### Problems and tasks
A - Using the thread on -leben place names, answer each question on its own line, marked (i), (ii), (iii):
(i) Which modern states does the first post name as containing historically Polabian speaking areas?
(ii) What meaning for leben does the first post report from the German Wikipedia?
(iii) How many places ending with "-leben" does the reply say lie between Haldensleben and Erfurt?
B - Edit the thread on -leben place names from "The only hint" to "by Germanic people.", putting "online encyclopedia" in place of "German Wikipedia".

### Selected excerpt

# German toponyms of presumably Polabian origin ending -leben



## berndf

In historically Polabian speaking areas of Germany (comprising areas in the modern states of Brandenburg, Mecklenburg-Vorpommern, Sachsen-Anhalt and Lower Saxony) there are toponyms ending in _-leben_, like _Gorleben, Walsleben, Ruhleben_. I presume this ending is of Polabian origin. Do you have an idea from which Slavic word this could be derived? I am interested the Polabian/Sorbian word and possible cognates in other Slavic, in particular West-Slavic,  languages.

The only hint I found so far is in the German Wikipedia for the name _Gorleben_ which reads that _leben_ means Erde _(earth_). But there is no source.

Thank you.


----------



## Frank78

I read that these "-leben" are either of slavic origin and were renamed from "-slav", e.g. Pripsleben or were founded by Germanic people.

Another thesis is that these names are from the period of the migration and most of these towns are along the routes of from north to south. Between Haldensleben and Erfurt are over 100 places ending with "-leben". Kurt Linder wrote it in his history about the town of Eisleben. It could be true because all most of these "-lebens" are west of the Elbe. And "-leben" is said to mean "heritage" or "allodium".

### Material shown
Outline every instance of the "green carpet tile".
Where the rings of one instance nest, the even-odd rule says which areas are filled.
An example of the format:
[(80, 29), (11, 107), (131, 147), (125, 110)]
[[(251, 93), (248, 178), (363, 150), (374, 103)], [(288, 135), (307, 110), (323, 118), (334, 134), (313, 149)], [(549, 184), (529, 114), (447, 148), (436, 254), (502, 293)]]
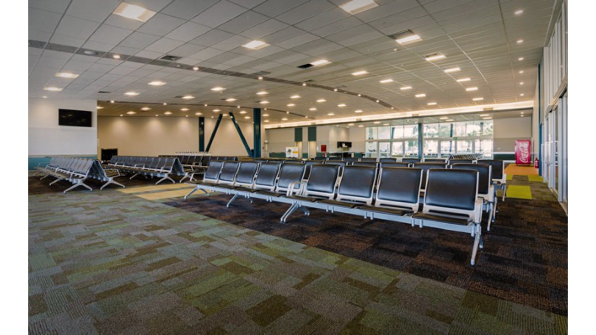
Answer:
[(112, 190), (29, 203), (30, 334), (567, 332), (564, 316)]

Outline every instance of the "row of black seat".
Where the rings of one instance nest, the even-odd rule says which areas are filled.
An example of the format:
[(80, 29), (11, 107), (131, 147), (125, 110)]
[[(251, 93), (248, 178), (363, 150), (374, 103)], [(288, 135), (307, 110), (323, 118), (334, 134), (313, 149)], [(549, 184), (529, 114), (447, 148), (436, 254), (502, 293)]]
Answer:
[(125, 187), (123, 185), (114, 180), (114, 178), (120, 175), (120, 173), (113, 169), (104, 169), (97, 159), (55, 157), (52, 157), (45, 166), (39, 166), (36, 169), (38, 173), (34, 175), (39, 173), (44, 175), (41, 179), (48, 176), (56, 178), (49, 183), (51, 185), (62, 180), (72, 183), (73, 185), (64, 190), (64, 193), (79, 186), (92, 191), (93, 188), (84, 182), (88, 178), (105, 182), (100, 190), (103, 190), (110, 184)]
[(161, 177), (156, 185), (166, 179), (176, 182), (170, 175), (187, 175), (180, 161), (175, 157), (114, 156), (108, 166), (121, 172), (132, 174), (131, 179), (138, 175), (145, 178)]
[[(296, 210), (309, 208), (360, 215), (470, 234), (474, 238), (470, 263), (482, 247), (480, 222), (484, 201), (479, 194), (479, 172), (460, 169), (383, 167), (313, 164), (306, 178), (306, 164), (212, 162), (200, 190), (279, 202), (290, 206), (285, 223)], [(340, 179), (340, 170), (343, 178)], [(378, 178), (377, 178), (378, 176)], [(423, 186), (423, 177), (426, 181)], [(419, 211), (421, 190), (422, 211)]]

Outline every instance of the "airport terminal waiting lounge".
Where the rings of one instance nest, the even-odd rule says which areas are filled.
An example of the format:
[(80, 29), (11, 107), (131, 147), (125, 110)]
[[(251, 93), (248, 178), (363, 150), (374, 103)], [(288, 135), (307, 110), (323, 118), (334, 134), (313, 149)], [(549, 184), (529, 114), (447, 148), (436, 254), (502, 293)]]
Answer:
[(566, 0), (28, 11), (29, 334), (567, 333)]

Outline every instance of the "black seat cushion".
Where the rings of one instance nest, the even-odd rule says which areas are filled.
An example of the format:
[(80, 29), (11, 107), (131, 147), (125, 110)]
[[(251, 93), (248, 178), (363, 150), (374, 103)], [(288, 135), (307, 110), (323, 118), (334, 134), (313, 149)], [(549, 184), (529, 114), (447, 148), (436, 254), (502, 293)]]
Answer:
[(429, 221), (434, 221), (437, 222), (447, 222), (449, 224), (455, 224), (467, 226), (472, 222), (471, 219), (467, 218), (452, 218), (443, 216), (442, 215), (435, 215), (433, 214), (425, 214), (424, 213), (417, 213), (412, 216), (415, 219), (421, 220), (427, 220)]
[(361, 206), (358, 207), (358, 209), (366, 210), (367, 212), (393, 214), (400, 216), (403, 216), (406, 214), (408, 214), (413, 212), (412, 210), (408, 209), (399, 209), (397, 208), (387, 208), (385, 207), (377, 207), (374, 206)]
[(335, 206), (346, 207), (347, 208), (354, 208), (358, 204), (350, 203), (345, 201), (338, 201), (337, 200), (332, 200), (330, 199), (322, 199), (317, 201), (319, 203), (324, 203), (327, 204), (331, 204)]

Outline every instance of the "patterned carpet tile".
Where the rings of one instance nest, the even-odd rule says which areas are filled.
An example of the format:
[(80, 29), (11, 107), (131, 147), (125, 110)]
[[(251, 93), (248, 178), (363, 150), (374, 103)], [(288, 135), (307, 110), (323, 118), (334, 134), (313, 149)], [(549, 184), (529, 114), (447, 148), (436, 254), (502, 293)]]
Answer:
[(547, 310), (131, 194), (76, 196), (29, 197), (32, 334), (566, 333)]

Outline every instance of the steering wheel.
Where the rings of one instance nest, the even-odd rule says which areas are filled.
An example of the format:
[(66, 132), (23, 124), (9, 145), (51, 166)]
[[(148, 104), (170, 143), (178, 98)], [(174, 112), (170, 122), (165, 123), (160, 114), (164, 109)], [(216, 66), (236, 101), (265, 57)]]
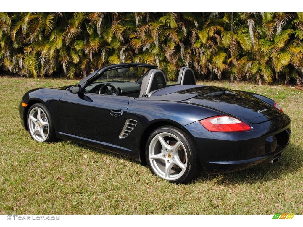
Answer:
[(109, 86), (114, 90), (114, 91), (115, 91), (115, 93), (112, 93), (112, 92), (107, 92), (106, 93), (105, 93), (104, 94), (109, 94), (112, 95), (117, 95), (117, 94), (119, 94), (119, 92), (117, 90), (117, 89), (114, 87), (112, 84), (105, 84), (102, 86), (100, 88), (100, 89), (99, 90), (99, 94), (101, 94), (101, 91), (102, 90), (102, 89), (105, 87), (105, 86)]

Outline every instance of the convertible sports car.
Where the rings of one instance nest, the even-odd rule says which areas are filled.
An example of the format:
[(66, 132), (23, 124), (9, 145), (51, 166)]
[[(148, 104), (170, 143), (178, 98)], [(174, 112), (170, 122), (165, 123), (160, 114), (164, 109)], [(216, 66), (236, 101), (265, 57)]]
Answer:
[(77, 84), (25, 94), (22, 124), (39, 142), (72, 140), (139, 160), (185, 183), (207, 173), (278, 160), (291, 121), (277, 104), (251, 92), (196, 84), (190, 68), (168, 85), (147, 64), (105, 66)]

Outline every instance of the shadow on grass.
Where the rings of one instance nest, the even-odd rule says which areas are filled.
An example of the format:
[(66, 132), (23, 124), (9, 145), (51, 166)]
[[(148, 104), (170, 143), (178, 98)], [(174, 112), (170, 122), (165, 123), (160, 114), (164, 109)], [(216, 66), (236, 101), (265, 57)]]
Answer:
[[(106, 154), (117, 158), (123, 159), (134, 164), (141, 165), (138, 161), (112, 152), (76, 142), (71, 141), (70, 142), (71, 144), (76, 144), (92, 152)], [(226, 173), (206, 174), (201, 173), (195, 179), (195, 182), (207, 182), (218, 178), (219, 180), (216, 181), (216, 183), (224, 185), (261, 182), (272, 180), (281, 176), (295, 172), (302, 166), (303, 149), (291, 143), (284, 154), (280, 157), (279, 161), (273, 165), (268, 163), (245, 170)]]
[(141, 163), (140, 163), (139, 161), (132, 159), (131, 158), (127, 156), (120, 154), (115, 152), (114, 151), (111, 151), (108, 150), (103, 150), (101, 148), (98, 148), (98, 147), (95, 147), (91, 146), (88, 145), (86, 145), (86, 144), (82, 143), (79, 143), (72, 141), (72, 140), (68, 140), (68, 141), (69, 141), (71, 145), (77, 146), (78, 146), (83, 147), (84, 148), (88, 149), (90, 150), (92, 152), (96, 152), (97, 153), (101, 153), (102, 154), (107, 154), (112, 157), (116, 158), (117, 158), (123, 159), (125, 160), (129, 161), (130, 162), (131, 162), (132, 163), (135, 163), (138, 165), (141, 165)]
[(303, 166), (303, 150), (291, 143), (279, 160), (274, 164), (269, 163), (245, 170), (221, 174), (202, 174), (197, 181), (212, 180), (219, 177), (217, 183), (225, 185), (254, 183), (272, 180), (295, 173)]

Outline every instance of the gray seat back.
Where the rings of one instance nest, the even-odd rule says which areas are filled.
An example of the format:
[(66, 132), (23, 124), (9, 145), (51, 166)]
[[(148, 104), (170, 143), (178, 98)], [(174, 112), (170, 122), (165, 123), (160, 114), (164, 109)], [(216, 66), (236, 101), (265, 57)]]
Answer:
[(196, 77), (194, 71), (190, 68), (182, 67), (180, 69), (177, 83), (180, 85), (196, 84)]
[(157, 69), (151, 69), (142, 80), (139, 97), (143, 97), (145, 93), (149, 96), (152, 91), (167, 87), (166, 78), (163, 72)]

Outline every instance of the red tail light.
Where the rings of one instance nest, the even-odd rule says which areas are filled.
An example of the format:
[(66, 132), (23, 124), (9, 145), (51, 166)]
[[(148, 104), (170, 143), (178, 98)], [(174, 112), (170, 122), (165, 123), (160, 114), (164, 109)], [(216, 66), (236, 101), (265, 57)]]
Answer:
[(211, 132), (244, 132), (252, 129), (247, 124), (227, 115), (212, 117), (199, 122)]
[(281, 111), (282, 113), (284, 113), (284, 111), (281, 108), (281, 107), (280, 107), (280, 106), (278, 105), (275, 102), (275, 103), (274, 104), (274, 107), (275, 108), (276, 108), (278, 110)]

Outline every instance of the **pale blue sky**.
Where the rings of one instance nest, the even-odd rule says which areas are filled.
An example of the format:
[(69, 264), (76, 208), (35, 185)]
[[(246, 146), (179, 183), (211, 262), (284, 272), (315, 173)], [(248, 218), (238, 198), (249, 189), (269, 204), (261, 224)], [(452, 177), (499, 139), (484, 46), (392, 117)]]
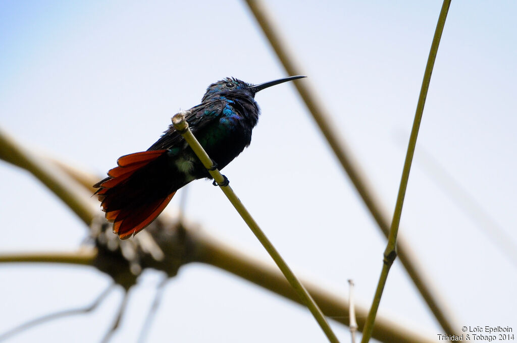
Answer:
[[(285, 76), (244, 3), (187, 2), (0, 2), (2, 128), (35, 149), (101, 176), (119, 156), (147, 149), (170, 117), (199, 103), (211, 82), (233, 76), (257, 83)], [(402, 146), (441, 4), (267, 3), (391, 213)], [(418, 141), (514, 243), (516, 13), (512, 1), (453, 2)], [(262, 115), (251, 146), (225, 174), (295, 269), (344, 293), (352, 278), (358, 300), (369, 305), (384, 239), (292, 86), (265, 90), (256, 100)], [(423, 166), (416, 163), (412, 170), (401, 234), (460, 325), (513, 325), (517, 330), (514, 264)], [(79, 246), (85, 228), (54, 196), (5, 163), (0, 177), (0, 251)], [(219, 190), (205, 181), (189, 190), (190, 217), (267, 258)], [(9, 309), (0, 311), (0, 333), (35, 316), (85, 304), (109, 282), (87, 268), (29, 264), (0, 266), (0, 279), (2, 307)], [(152, 272), (141, 278), (111, 341), (135, 341), (159, 279)], [(114, 292), (93, 314), (41, 325), (9, 341), (96, 341), (120, 297)], [(399, 261), (381, 310), (432, 336), (440, 332)], [(347, 341), (347, 330), (333, 326)], [(308, 310), (201, 265), (185, 267), (170, 280), (148, 341), (237, 342), (242, 337), (324, 341)]]

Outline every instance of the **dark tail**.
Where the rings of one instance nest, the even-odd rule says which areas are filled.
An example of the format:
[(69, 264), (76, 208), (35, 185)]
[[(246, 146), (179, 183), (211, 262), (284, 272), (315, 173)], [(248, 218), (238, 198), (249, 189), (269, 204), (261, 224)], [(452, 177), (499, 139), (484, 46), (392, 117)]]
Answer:
[(120, 239), (135, 235), (151, 223), (176, 193), (166, 150), (126, 155), (118, 167), (94, 185), (106, 219)]

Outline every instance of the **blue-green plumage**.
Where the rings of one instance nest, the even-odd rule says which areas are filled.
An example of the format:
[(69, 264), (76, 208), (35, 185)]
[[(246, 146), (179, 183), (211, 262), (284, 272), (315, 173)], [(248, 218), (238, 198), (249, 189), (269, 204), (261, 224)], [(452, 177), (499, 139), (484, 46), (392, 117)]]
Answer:
[[(201, 145), (221, 169), (251, 142), (258, 120), (257, 92), (305, 76), (291, 76), (259, 85), (227, 77), (210, 85), (187, 121)], [(98, 182), (96, 194), (114, 231), (127, 238), (143, 229), (165, 208), (179, 189), (209, 178), (192, 149), (172, 125), (146, 151), (120, 158), (118, 166)]]

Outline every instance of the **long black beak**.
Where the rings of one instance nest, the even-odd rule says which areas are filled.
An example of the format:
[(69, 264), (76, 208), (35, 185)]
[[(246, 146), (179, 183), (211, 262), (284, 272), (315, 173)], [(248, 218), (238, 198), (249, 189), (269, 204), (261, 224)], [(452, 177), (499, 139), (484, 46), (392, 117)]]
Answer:
[(271, 86), (275, 86), (275, 85), (278, 85), (281, 83), (283, 83), (284, 82), (287, 82), (287, 81), (292, 81), (294, 80), (297, 80), (298, 79), (302, 79), (303, 77), (307, 77), (307, 76), (302, 76), (300, 75), (297, 75), (295, 76), (289, 76), (288, 77), (284, 77), (283, 79), (279, 79), (278, 80), (273, 80), (272, 81), (269, 81), (268, 82), (264, 82), (264, 83), (261, 83), (258, 85), (253, 85), (253, 86), (250, 86), (248, 88), (251, 91), (256, 93), (257, 91), (262, 90), (265, 88), (267, 88), (268, 87), (271, 87)]

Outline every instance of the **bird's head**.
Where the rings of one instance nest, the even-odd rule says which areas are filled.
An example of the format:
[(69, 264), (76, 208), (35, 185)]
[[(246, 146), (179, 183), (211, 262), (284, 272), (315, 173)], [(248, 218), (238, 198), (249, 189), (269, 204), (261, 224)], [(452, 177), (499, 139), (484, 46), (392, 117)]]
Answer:
[(202, 102), (205, 102), (205, 101), (225, 98), (235, 99), (249, 97), (253, 99), (255, 97), (255, 95), (257, 92), (264, 88), (305, 77), (302, 76), (290, 76), (268, 82), (264, 82), (258, 85), (252, 85), (235, 77), (226, 77), (209, 86), (206, 89), (206, 92), (203, 97)]

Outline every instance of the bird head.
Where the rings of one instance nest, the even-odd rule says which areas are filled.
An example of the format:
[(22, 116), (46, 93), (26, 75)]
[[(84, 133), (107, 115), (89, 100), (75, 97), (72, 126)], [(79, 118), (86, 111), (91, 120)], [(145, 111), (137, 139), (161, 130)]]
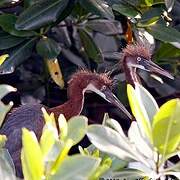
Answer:
[(127, 45), (127, 47), (123, 50), (123, 53), (123, 66), (125, 73), (127, 73), (126, 71), (128, 70), (130, 71), (129, 73), (131, 73), (131, 71), (136, 72), (136, 69), (142, 69), (149, 72), (150, 74), (161, 75), (170, 79), (174, 79), (174, 77), (169, 72), (151, 61), (150, 49), (144, 45)]
[(84, 93), (94, 92), (105, 99), (107, 102), (118, 107), (131, 119), (132, 116), (130, 113), (113, 94), (112, 84), (113, 81), (107, 73), (98, 74), (96, 72), (80, 70), (73, 74), (71, 80), (69, 81), (68, 96), (72, 97), (75, 92), (77, 92), (77, 87), (81, 90), (83, 95)]

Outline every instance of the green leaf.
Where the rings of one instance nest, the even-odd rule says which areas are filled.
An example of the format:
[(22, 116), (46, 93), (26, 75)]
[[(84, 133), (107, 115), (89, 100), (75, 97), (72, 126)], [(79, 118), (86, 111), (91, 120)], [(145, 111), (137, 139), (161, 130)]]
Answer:
[(44, 164), (40, 146), (35, 134), (26, 128), (22, 129), (21, 161), (24, 178), (37, 180), (43, 178)]
[(0, 134), (0, 149), (5, 146), (6, 141), (7, 141), (7, 137), (5, 135)]
[(12, 36), (7, 33), (1, 34), (0, 35), (0, 50), (12, 48), (22, 43), (24, 40), (25, 38)]
[(6, 149), (0, 149), (0, 177), (5, 180), (16, 180), (12, 159)]
[(93, 38), (83, 29), (79, 29), (79, 36), (87, 56), (96, 63), (101, 63), (103, 59), (102, 53)]
[(124, 4), (124, 3), (114, 4), (112, 8), (113, 10), (119, 12), (124, 16), (132, 17), (132, 18), (136, 16), (140, 16), (139, 12), (132, 6), (129, 6), (128, 4)]
[(13, 73), (16, 67), (28, 59), (31, 56), (35, 41), (36, 38), (33, 38), (13, 50), (9, 58), (0, 66), (0, 74)]
[(13, 36), (28, 37), (34, 36), (37, 33), (33, 31), (18, 31), (15, 29), (15, 22), (17, 17), (13, 14), (2, 14), (0, 15), (0, 27)]
[(79, 2), (90, 13), (102, 18), (114, 19), (112, 9), (104, 0), (79, 0)]
[(109, 127), (90, 125), (87, 136), (91, 143), (100, 151), (126, 161), (136, 160), (135, 151), (132, 149), (128, 138)]
[(20, 14), (16, 28), (33, 30), (55, 22), (63, 13), (69, 0), (39, 1)]
[(44, 159), (48, 155), (48, 153), (52, 150), (53, 145), (58, 139), (56, 129), (50, 124), (46, 123), (43, 128), (41, 139), (40, 139), (40, 147), (42, 151), (42, 155)]
[(44, 37), (36, 44), (36, 50), (44, 59), (54, 59), (61, 52), (61, 47), (55, 40)]
[(172, 99), (160, 107), (153, 119), (153, 142), (158, 151), (167, 156), (180, 143), (180, 100)]
[(88, 21), (86, 27), (105, 35), (117, 35), (123, 32), (120, 22), (107, 19)]
[(148, 120), (152, 122), (155, 114), (159, 111), (158, 104), (153, 96), (141, 85), (135, 85), (135, 91), (139, 99), (141, 108), (147, 113)]
[(129, 84), (127, 85), (127, 94), (131, 111), (137, 120), (142, 135), (148, 137), (148, 139), (152, 142), (152, 130), (147, 112), (144, 107), (142, 108), (141, 101), (137, 97), (137, 92)]
[(79, 143), (85, 136), (88, 119), (85, 116), (75, 116), (68, 120), (68, 134), (64, 141), (71, 139), (73, 145)]
[(175, 3), (175, 0), (165, 0), (165, 5), (166, 5), (168, 12), (170, 12), (172, 10), (174, 3)]
[(174, 45), (173, 43), (180, 45), (180, 32), (172, 27), (167, 27), (162, 24), (155, 24), (148, 27), (147, 31), (158, 40), (169, 42), (172, 45)]
[(89, 179), (100, 164), (99, 158), (83, 155), (73, 155), (64, 160), (51, 180)]
[(172, 46), (169, 43), (162, 43), (154, 55), (154, 59), (156, 59), (156, 61), (177, 57), (180, 57), (180, 49)]
[(7, 112), (11, 109), (13, 106), (13, 102), (11, 101), (9, 104), (5, 105), (3, 102), (1, 102), (1, 99), (8, 93), (16, 91), (15, 88), (9, 85), (0, 85), (0, 127), (4, 121), (4, 118), (7, 114)]

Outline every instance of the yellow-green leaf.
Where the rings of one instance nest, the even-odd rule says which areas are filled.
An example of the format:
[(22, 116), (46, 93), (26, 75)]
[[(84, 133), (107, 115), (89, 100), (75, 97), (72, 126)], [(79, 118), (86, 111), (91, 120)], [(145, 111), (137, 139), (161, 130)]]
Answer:
[(21, 158), (25, 179), (42, 179), (44, 176), (43, 155), (34, 132), (26, 128), (22, 129), (22, 146)]
[(57, 129), (46, 124), (43, 128), (42, 136), (40, 139), (40, 146), (44, 160), (48, 153), (51, 151), (55, 141), (58, 139)]
[(137, 98), (137, 93), (134, 88), (128, 84), (127, 85), (127, 95), (131, 107), (131, 111), (136, 118), (139, 128), (143, 135), (146, 135), (148, 139), (152, 142), (152, 131), (149, 120), (147, 119), (147, 114), (143, 112), (141, 102)]
[(61, 72), (60, 65), (58, 63), (58, 60), (55, 59), (48, 59), (47, 60), (47, 66), (50, 72), (50, 75), (54, 82), (60, 87), (64, 87), (64, 80), (63, 80), (63, 75)]
[(160, 107), (153, 119), (153, 142), (164, 156), (180, 144), (180, 100), (172, 99)]
[(0, 65), (9, 57), (8, 54), (3, 54), (0, 56)]

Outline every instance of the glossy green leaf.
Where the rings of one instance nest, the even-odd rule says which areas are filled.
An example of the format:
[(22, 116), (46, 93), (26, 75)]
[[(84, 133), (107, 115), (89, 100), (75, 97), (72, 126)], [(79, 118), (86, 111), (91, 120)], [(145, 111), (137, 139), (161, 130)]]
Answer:
[(7, 141), (7, 137), (5, 135), (0, 134), (0, 149), (5, 146), (6, 141)]
[(36, 38), (24, 42), (19, 47), (14, 49), (9, 58), (0, 66), (0, 74), (9, 74), (14, 72), (15, 68), (22, 64), (31, 56)]
[(28, 37), (36, 35), (33, 31), (18, 31), (15, 29), (17, 17), (13, 14), (0, 15), (0, 27), (9, 34), (19, 37)]
[(22, 146), (21, 161), (23, 161), (24, 178), (26, 180), (42, 179), (44, 173), (43, 156), (34, 132), (22, 129)]
[(142, 102), (137, 97), (137, 92), (131, 85), (127, 85), (127, 94), (131, 107), (131, 111), (138, 122), (139, 128), (143, 136), (147, 136), (150, 141), (152, 141), (152, 131), (151, 124), (145, 111), (142, 106)]
[(165, 5), (166, 5), (166, 8), (168, 10), (168, 12), (170, 12), (174, 6), (174, 2), (175, 0), (165, 0)]
[(123, 32), (120, 22), (107, 19), (95, 19), (88, 21), (86, 27), (105, 35), (117, 35)]
[(71, 139), (73, 145), (79, 143), (85, 136), (88, 119), (85, 116), (75, 116), (68, 120), (68, 134), (64, 141)]
[(104, 0), (79, 0), (80, 4), (88, 12), (103, 18), (113, 19), (114, 15), (110, 6)]
[(174, 57), (180, 57), (180, 49), (169, 43), (162, 43), (154, 55), (154, 59), (156, 59), (156, 61), (166, 60)]
[(163, 157), (180, 143), (180, 100), (172, 99), (160, 107), (153, 119), (153, 142)]
[(7, 33), (1, 34), (0, 35), (0, 50), (12, 48), (22, 43), (24, 40), (25, 38), (12, 36)]
[(135, 85), (135, 91), (139, 102), (141, 104), (141, 108), (147, 113), (148, 120), (152, 122), (155, 114), (159, 111), (158, 104), (153, 96), (140, 84)]
[(127, 137), (109, 127), (90, 125), (87, 136), (91, 143), (102, 152), (126, 161), (136, 159), (135, 150), (132, 150)]
[(172, 27), (167, 27), (162, 24), (155, 24), (148, 27), (147, 31), (158, 40), (169, 42), (171, 44), (180, 44), (180, 32)]
[(136, 17), (139, 16), (139, 12), (133, 8), (132, 6), (129, 6), (128, 4), (124, 3), (119, 3), (119, 4), (114, 4), (112, 6), (113, 10), (119, 12), (120, 14), (128, 17)]
[(61, 47), (55, 40), (44, 37), (36, 44), (36, 50), (44, 59), (54, 59), (59, 55)]
[(57, 139), (57, 130), (52, 125), (46, 124), (43, 128), (40, 139), (40, 147), (44, 158), (52, 150), (53, 145)]
[(87, 56), (97, 63), (102, 62), (102, 53), (93, 38), (83, 29), (79, 29), (79, 36)]
[(13, 102), (12, 101), (9, 104), (5, 105), (3, 102), (1, 102), (1, 99), (5, 95), (7, 95), (8, 93), (14, 92), (14, 91), (16, 91), (16, 89), (13, 88), (12, 86), (4, 85), (4, 84), (0, 85), (0, 127), (1, 127), (1, 125), (3, 123), (3, 120), (4, 120), (7, 112), (13, 106)]
[(0, 149), (0, 177), (5, 180), (16, 180), (12, 159), (6, 149)]
[(95, 172), (95, 169), (99, 166), (100, 159), (83, 156), (73, 155), (66, 158), (57, 172), (50, 177), (51, 180), (80, 180), (89, 179), (89, 177)]
[(55, 22), (65, 10), (69, 0), (39, 1), (20, 14), (16, 28), (33, 30)]

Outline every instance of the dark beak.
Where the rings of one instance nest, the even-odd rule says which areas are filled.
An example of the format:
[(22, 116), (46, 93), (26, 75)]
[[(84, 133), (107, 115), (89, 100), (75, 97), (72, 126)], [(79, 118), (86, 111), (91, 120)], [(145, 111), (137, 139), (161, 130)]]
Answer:
[(161, 67), (159, 67), (157, 64), (155, 64), (154, 62), (152, 62), (150, 60), (142, 59), (139, 62), (139, 64), (144, 67), (143, 69), (145, 71), (149, 71), (150, 73), (162, 75), (169, 79), (174, 79), (174, 77), (169, 72), (162, 69)]
[(119, 109), (121, 109), (121, 111), (123, 111), (132, 120), (131, 114), (124, 107), (124, 105), (119, 101), (119, 99), (111, 92), (109, 88), (106, 88), (105, 90), (101, 92), (105, 95), (104, 99), (106, 101), (110, 102), (114, 106), (117, 106)]

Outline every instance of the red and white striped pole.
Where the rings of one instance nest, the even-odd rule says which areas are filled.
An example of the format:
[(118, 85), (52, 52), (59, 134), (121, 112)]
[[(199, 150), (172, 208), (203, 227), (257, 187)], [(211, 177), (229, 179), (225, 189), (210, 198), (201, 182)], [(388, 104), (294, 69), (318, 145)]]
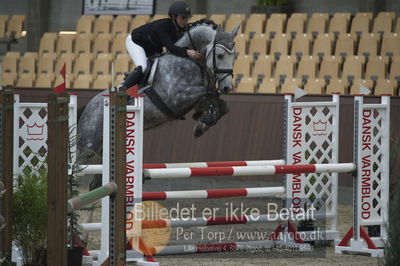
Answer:
[(187, 178), (202, 176), (246, 176), (302, 173), (346, 173), (356, 170), (354, 163), (233, 166), (209, 168), (144, 169), (145, 178)]
[(192, 163), (156, 163), (144, 164), (145, 169), (159, 168), (186, 168), (186, 167), (226, 167), (226, 166), (256, 166), (256, 165), (284, 165), (285, 160), (258, 160), (258, 161), (225, 161), (225, 162), (192, 162)]
[(285, 194), (285, 187), (233, 188), (187, 191), (143, 192), (142, 200), (215, 199), (230, 197), (273, 197)]
[[(145, 169), (160, 169), (160, 168), (185, 168), (185, 167), (227, 167), (227, 166), (262, 166), (262, 165), (284, 165), (285, 160), (258, 160), (258, 161), (226, 161), (226, 162), (193, 162), (193, 163), (157, 163), (143, 164)], [(95, 175), (102, 174), (102, 164), (81, 165), (83, 174)]]

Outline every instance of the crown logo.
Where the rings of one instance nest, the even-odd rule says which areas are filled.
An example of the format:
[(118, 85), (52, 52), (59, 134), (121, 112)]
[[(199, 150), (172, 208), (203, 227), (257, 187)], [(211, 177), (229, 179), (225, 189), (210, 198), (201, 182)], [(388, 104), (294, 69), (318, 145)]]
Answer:
[(28, 135), (43, 135), (44, 125), (39, 126), (36, 122), (33, 125), (27, 125)]
[(320, 133), (320, 132), (326, 131), (326, 127), (327, 127), (327, 122), (322, 122), (321, 120), (319, 120), (318, 122), (313, 122), (314, 131), (319, 132), (319, 133), (316, 133), (316, 134), (313, 134), (313, 135), (314, 136), (324, 136), (324, 135), (326, 135), (326, 133)]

### Solutions per task
A -
(i) Brandenburg, Mecklenburg-Vorpommern, Sachsen-Anhalt and Lower Saxony
(ii) Erde (earth)
(iii) Over 100

B -
The only hint I found so far is in the online encyclopedia for the name _Gorleben_ which reads that _leben_ means Erde _(earth_). But there is no source.

Thank you.


----------



## Frank78

I read that these "-leben" are either of slavic origin and were renamed from "-slav", e.g. Pripsleben or were founded by Germanic people.